### WHAT THE TASK ASKS
Set down every entry word for word. Omit the pictures.
** BEGIN EXCERPTED RECORDS **
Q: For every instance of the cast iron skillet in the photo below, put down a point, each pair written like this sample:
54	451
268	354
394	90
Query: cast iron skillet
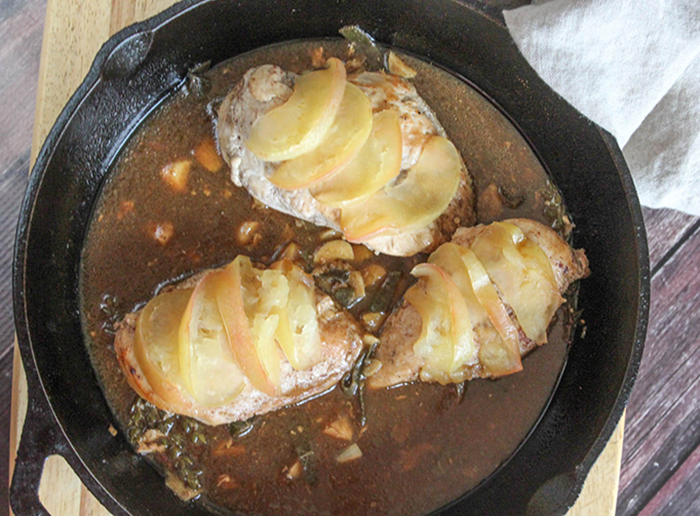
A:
141	65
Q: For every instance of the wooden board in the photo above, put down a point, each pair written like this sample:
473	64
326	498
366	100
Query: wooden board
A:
73	33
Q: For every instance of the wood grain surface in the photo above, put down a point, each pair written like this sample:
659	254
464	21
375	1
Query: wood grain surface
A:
73	32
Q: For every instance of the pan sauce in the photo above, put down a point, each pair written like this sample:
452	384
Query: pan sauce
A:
423	445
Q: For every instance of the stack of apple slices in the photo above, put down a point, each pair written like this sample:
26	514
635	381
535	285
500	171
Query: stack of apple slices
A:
236	325
465	296
327	140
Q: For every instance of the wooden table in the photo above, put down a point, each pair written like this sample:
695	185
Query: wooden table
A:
73	33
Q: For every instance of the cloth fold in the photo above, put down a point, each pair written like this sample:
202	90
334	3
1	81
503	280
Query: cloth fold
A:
633	67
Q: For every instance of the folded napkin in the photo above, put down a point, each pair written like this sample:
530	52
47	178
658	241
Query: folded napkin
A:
633	67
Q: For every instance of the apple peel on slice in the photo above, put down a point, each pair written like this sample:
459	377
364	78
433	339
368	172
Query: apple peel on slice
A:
499	357
229	297
378	162
298	332
412	203
446	342
346	136
156	347
299	125
207	365
523	275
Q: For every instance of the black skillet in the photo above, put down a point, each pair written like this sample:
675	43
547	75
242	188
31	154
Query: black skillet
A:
144	63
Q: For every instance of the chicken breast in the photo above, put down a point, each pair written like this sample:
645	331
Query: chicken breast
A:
403	328
341	340
266	87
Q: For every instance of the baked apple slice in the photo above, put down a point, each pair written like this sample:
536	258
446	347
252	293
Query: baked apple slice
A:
523	275
411	203
207	365
299	125
156	346
378	162
446	342
498	357
260	370
349	132
298	332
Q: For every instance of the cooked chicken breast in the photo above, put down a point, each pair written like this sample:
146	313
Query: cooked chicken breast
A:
403	328
341	340
266	87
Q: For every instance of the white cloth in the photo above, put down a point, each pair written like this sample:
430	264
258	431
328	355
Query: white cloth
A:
633	67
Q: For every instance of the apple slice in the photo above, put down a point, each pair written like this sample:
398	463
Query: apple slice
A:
345	138
156	347
414	202
229	297
523	275
207	365
446	342
299	125
298	333
499	357
378	162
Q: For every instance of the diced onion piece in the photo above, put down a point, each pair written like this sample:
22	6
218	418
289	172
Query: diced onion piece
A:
414	202
523	275
298	333
207	365
342	142
156	347
498	357
352	452
378	162
334	250
299	125
229	297
446	343
176	174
** END EXCERPTED RECORDS **
### TASK RESPONSE
Q: For every instance of the cast iron skillet in the photo below, put down a point, each pair written like this sample:
54	451
268	354
394	90
Query: cast iron skillet
A:
141	65
Q: For every instance of the wooden board in the photo above, put down a point, each pair written like this sample:
473	64
326	498
366	100
Query: wooden board
A:
73	33
Q: For every instance of the wood grain surface in the photo above, put down a point, each pair written like this sample:
659	254
464	21
375	1
Query: wood grain surface
A:
73	32
Q: For every instance of the pan sauce in the photo above, put down a point, each pair written like this sample:
452	384
Query: pan sauce
A:
423	445
Q: For every instance of the stack of apple slices in the photo above, put down a point, each pair written like this sample:
26	514
635	381
535	285
500	171
Query: stack of apple slices
A:
236	325
465	296
327	140
Q: For every instance of the wooden table in the photo above, put down a point, each pair written like this sample:
695	185
Query: wooden table
A:
73	33
Q: For every instance of the cloth fold in the photo above, put down a point, each pair written like this sample:
202	90
334	3
1	81
503	280
Query: cloth fold
A:
633	67
Q: For every instance of the folded napkin in the photo above, put down a point, each pair written like this sample:
530	52
47	178
658	241
Query: folded napkin
A:
633	67
Q: For every instance of the apple peel on slice in the photo above, put down a point, each pair written like this sample:
459	377
364	78
433	339
368	172
Query: apple peel on slice
A:
499	357
229	297
378	162
298	332
412	203
446	342
346	136
156	347
299	125
207	365
523	275
Q: For every instance of the black skillet in the photo above, put down a point, each pair written like this sample:
675	43
547	75
242	188
31	154
Query: black skillet
A:
144	63
Q: For every instance of the chicken breast in the photo above, put down a point, each pair written like this sample:
645	331
Query: chicken breast
A:
403	328
341	340
266	87
Q: For every instance of the baked apple slice in the photo above, put down a point, each pair written like this sample:
536	258
446	347
252	293
Query: baked apple slice
A:
523	275
411	203
207	365
299	125
156	346
378	162
446	342
498	357
260	370
349	132
298	332
Q: For every instance of the cooked chicken breast in the photo above, put down a point, each pair written like this sample:
146	313
Query: cooked chicken breast
A:
403	328
341	340
266	87
Q: For every instance of the white cloth in the photo above, put down a point, each pair written like this sample:
430	264
258	431
328	355
Query: white cloth
A:
633	67
Q: For every instance of the apple slice in the photo above, put down a point, each pair written like this sample:
398	463
Query: apple slice
A:
345	138
156	347
414	202
229	297
523	275
207	365
446	342
299	125
298	333
499	357
378	162
Q: For every instance of the diced onion piece in the photo above, put down a point, each pair written like this sample:
22	6
218	418
289	172
Query: diced onion piece
A:
414	202
523	275
298	333
207	365
342	142
156	347
498	357
352	452
378	162
334	250
299	125
229	297
446	343
176	174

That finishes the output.